> [Trecho fornecido]
Graças ao trabalho de um bom fotógrafo, a claridade que destaca o altar de Nossa Senhora da Luz dos Pinhais é visível a todos. Para os fiéis, entretanto, a luminosidade da padroeira de Curitiba a acompanha desde sempre, antes mesmo da fundação oficial da cidade. Ao completar 350 anos, a igreja matriz sintetiza uma trajetória de lutas, obstáculos e conquistas, além do caminho a ser percorrido em momentos de crise. Não só no papel de guia espiritual, mas como patrimônio histórico da sociedade.
As celebrações para a marca histórica da Catedral de Curitiba tiveram início em 12 de agosto, com o lançamento de um selo postal personalizado. De 30 de agosto até dia 7 estão sendo realizadas missas preparatórias. No próximo 8 de setembro, dia da padroeira, entre várias festividades, haverá uma missa de abertura do ano jubilar, que vai durar até 30 de setembro de 2019, aniversário de 125 anos da instalação da Diocese de Curitiba – em alusão à posse do primeiro bispo, Dom José Camargo, e o título de catedral concedido à paróquia (1894).

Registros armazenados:

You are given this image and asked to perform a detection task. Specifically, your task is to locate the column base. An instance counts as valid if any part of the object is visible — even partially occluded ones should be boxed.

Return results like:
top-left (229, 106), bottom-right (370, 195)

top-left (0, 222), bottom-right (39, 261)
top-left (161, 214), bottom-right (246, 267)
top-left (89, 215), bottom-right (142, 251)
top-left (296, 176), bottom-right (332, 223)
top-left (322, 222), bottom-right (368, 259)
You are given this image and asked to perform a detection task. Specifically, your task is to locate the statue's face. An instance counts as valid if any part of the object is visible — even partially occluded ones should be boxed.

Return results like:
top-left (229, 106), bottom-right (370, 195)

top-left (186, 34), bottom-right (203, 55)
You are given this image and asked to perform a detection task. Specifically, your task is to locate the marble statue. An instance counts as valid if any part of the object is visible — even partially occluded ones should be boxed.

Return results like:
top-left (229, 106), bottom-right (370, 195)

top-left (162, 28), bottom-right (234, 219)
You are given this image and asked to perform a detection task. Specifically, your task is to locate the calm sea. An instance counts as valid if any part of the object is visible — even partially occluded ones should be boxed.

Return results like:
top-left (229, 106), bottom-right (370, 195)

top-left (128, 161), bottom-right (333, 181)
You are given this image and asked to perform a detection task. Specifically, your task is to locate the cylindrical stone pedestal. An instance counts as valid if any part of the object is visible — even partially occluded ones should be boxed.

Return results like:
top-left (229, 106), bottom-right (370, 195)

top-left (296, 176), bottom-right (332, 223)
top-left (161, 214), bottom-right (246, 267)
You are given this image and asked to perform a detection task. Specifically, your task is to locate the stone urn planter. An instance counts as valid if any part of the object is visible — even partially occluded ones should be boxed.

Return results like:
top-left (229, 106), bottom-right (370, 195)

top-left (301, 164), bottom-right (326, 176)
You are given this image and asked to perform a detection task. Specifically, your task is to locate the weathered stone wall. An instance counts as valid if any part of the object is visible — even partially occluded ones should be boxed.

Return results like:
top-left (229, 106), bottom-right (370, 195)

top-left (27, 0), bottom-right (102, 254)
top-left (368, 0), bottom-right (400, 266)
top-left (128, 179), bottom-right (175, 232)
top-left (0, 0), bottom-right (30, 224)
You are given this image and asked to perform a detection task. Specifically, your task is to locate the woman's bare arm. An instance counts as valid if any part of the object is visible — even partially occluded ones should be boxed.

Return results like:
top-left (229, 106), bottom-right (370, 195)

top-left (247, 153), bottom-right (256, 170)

> [Objetivos]
- A) Responda com base no trecho sobre a Catedral de Curitiba:
(i) Quantos anos a igreja matriz está completando?
(ii) O que foi lançado em 12 de agosto para dar início às celebrações?
(iii) Quem foi o primeiro bispo da Diocese de Curitiba?
- B) Transcreva do trecho sobre a Catedral de Curitiba tudo o que vai desde "Graças ao trabalho" até "histórico da sociedade.".

> [Respostas por tarefa]
- A)
(i) 350 anos.
(ii) Um selo postal personalizado.
(iii) Dom José Camargo.

- B)
Graças ao trabalho de um bom fotógrafo, a claridade que destaca o altar de Nossa Senhora da Luz dos Pinhais é visível a todos. Para os fiéis, entretanto, a luminosidade da padroeira de Curitiba a acompanha desde sempre, antes mesmo da fundação oficial da cidade. Ao completar 350 anos, a igreja matriz sintetiza uma trajetória de lutas, obstáculos e conquistas, além do caminho a ser percorrido em momentos de crise. Não só no papel de guia espiritual, mas como patrimônio histórico da sociedade.